**** INPUT ROWS ****

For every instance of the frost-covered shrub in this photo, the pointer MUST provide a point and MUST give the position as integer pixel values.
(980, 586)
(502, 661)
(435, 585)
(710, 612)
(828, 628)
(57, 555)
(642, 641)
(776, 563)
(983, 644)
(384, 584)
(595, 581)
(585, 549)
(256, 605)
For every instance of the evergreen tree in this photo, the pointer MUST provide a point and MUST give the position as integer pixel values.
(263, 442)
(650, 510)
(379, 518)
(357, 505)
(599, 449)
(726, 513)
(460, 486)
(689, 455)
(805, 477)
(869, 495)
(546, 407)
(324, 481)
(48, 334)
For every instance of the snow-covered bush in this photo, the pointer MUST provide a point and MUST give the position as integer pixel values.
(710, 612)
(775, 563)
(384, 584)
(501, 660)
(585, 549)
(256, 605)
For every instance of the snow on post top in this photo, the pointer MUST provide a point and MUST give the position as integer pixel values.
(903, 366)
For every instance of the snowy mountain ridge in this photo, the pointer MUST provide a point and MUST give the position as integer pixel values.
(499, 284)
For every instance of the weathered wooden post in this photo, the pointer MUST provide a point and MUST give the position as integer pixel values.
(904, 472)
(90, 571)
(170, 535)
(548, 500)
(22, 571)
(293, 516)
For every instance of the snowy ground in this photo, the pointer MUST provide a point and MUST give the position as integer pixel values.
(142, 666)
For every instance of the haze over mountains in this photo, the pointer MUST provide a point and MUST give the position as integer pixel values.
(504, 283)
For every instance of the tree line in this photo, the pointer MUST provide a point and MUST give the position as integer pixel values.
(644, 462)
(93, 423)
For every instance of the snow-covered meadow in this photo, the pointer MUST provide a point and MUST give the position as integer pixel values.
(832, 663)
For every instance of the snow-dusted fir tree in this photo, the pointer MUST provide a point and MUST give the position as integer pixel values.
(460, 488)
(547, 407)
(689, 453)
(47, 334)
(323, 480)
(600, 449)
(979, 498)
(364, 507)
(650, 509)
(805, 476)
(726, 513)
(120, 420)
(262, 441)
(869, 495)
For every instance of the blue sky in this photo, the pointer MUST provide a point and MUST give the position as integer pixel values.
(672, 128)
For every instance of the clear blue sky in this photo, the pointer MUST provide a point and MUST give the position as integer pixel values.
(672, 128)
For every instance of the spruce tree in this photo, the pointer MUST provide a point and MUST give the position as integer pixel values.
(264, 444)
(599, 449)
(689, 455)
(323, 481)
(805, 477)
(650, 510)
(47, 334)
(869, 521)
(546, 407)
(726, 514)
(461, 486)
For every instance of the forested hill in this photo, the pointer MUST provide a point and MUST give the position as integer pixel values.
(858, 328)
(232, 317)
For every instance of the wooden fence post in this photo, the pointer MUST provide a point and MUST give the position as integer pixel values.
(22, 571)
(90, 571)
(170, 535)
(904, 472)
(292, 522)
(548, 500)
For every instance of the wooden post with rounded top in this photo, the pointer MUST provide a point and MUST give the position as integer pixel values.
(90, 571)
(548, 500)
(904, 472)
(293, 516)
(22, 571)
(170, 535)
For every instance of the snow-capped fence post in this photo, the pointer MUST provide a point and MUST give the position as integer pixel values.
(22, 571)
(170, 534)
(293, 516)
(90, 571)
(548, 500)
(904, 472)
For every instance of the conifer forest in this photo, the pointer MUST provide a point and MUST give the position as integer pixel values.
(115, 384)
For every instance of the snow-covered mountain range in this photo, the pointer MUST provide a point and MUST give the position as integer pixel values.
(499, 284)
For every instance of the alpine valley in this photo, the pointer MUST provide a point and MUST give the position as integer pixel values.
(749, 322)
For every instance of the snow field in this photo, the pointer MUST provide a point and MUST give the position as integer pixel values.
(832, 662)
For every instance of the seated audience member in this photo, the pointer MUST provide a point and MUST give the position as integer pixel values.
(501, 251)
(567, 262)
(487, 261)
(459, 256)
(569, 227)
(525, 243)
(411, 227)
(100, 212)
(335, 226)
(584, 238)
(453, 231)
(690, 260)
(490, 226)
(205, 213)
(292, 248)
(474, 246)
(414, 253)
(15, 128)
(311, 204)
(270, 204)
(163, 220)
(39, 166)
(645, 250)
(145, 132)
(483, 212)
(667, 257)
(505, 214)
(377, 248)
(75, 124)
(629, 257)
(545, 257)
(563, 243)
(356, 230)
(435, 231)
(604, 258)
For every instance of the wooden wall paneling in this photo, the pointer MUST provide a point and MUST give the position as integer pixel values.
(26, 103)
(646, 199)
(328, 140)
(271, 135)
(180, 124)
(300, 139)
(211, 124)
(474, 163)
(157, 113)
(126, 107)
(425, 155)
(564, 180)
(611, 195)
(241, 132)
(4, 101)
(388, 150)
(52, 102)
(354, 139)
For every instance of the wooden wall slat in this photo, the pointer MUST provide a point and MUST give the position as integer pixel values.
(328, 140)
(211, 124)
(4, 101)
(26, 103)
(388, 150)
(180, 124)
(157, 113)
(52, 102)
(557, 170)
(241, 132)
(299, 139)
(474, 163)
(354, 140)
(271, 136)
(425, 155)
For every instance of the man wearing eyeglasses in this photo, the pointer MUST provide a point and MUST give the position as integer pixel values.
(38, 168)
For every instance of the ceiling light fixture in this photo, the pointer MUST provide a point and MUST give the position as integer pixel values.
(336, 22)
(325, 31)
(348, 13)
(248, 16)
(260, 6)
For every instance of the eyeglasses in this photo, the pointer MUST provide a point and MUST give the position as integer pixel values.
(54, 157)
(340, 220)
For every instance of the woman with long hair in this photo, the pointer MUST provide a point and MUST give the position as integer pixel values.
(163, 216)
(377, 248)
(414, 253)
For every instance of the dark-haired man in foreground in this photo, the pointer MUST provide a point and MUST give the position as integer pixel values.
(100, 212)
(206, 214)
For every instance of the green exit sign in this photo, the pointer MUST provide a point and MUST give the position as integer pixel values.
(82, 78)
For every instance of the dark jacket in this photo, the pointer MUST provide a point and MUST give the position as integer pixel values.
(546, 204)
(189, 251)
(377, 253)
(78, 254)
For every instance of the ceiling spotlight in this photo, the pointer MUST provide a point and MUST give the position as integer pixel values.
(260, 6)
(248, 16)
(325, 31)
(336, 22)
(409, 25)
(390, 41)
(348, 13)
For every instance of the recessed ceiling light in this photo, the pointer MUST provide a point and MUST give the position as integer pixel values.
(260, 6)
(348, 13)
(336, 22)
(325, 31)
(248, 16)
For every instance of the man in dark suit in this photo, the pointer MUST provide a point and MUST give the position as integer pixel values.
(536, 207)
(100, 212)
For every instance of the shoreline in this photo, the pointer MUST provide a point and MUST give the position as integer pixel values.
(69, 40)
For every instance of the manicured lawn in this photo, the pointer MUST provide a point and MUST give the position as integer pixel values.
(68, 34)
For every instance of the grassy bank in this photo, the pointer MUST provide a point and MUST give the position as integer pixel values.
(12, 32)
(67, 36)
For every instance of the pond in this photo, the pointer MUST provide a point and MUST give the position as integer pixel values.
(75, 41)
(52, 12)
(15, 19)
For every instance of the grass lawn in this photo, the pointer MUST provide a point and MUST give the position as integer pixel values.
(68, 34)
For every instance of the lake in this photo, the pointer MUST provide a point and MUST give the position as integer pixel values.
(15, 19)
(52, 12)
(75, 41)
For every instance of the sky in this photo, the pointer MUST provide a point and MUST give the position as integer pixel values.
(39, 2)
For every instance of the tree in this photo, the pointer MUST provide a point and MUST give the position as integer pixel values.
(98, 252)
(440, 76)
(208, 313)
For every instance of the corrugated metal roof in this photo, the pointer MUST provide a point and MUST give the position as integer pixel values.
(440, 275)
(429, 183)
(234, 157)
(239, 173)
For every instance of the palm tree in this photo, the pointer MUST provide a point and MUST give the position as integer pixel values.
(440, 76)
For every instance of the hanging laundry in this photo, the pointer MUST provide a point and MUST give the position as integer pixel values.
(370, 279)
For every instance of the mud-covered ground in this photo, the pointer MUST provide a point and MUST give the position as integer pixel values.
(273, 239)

****

> WHAT THIS TASK INVOLVES: Revise the lines from the one containing "For every instance of the corrugated" through the end of the material by changing "hanging laundry" to "drying laundry" and leaving everything else as it is. Return only those lines.

> WORKED ANSWER:
For every instance of the corrugated metal roof in this photo, the pointer MUST provide a point and MUST give the position as integer pixel values.
(440, 275)
(429, 183)
(234, 157)
(239, 173)
For every instance of the palm tree in this photo, the pointer MUST provide a point and MUST give the position as integer pixel values.
(440, 76)
For every instance of the drying laundry in this photo, the pointer MUST provide a point and MUST give the position as integer pixel values.
(370, 279)
For every instance of the mud-covered ground in this photo, the pointer MUST provide a point and MUST give the position as integer pixel values.
(273, 239)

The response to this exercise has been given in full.